* About this exercise
Below are some entries. Copy each line that holds the string "background".

* Supplied records
BEGIN
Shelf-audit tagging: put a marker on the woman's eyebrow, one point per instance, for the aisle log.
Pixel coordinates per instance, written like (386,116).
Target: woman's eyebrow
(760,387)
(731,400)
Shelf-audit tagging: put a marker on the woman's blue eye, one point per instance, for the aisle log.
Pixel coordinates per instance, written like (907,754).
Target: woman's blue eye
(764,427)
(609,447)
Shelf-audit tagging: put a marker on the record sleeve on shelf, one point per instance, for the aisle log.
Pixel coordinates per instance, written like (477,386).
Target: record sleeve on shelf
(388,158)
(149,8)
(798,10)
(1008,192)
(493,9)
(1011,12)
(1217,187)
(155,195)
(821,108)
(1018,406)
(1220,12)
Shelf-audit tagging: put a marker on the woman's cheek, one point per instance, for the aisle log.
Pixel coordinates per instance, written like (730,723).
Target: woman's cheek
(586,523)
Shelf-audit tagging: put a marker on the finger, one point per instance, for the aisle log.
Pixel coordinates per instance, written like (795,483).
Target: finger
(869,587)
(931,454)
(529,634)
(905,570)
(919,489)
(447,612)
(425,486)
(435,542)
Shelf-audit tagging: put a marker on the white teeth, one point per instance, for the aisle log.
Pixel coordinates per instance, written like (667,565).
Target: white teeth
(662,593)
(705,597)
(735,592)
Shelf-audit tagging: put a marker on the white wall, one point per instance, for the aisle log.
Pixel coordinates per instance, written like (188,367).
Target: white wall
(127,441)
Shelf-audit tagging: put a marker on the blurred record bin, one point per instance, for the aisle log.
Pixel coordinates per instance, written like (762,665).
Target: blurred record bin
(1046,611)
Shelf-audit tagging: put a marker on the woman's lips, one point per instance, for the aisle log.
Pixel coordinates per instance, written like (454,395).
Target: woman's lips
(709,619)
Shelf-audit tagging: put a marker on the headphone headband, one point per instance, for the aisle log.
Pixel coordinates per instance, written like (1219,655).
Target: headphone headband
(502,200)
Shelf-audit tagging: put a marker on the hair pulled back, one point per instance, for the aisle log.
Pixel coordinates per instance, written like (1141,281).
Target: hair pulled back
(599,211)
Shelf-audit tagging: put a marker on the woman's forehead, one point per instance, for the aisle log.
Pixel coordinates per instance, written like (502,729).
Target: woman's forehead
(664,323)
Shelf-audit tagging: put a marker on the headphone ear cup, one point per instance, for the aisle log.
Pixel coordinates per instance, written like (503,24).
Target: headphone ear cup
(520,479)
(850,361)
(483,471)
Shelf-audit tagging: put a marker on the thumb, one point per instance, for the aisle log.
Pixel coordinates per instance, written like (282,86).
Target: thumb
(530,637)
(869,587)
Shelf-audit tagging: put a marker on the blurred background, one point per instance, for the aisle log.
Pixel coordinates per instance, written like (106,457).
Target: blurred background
END
* Result of this exercise
Shelf-audit tagging: put a marker on the blurred background, one point per instance, for the aisle log.
Target: blurred background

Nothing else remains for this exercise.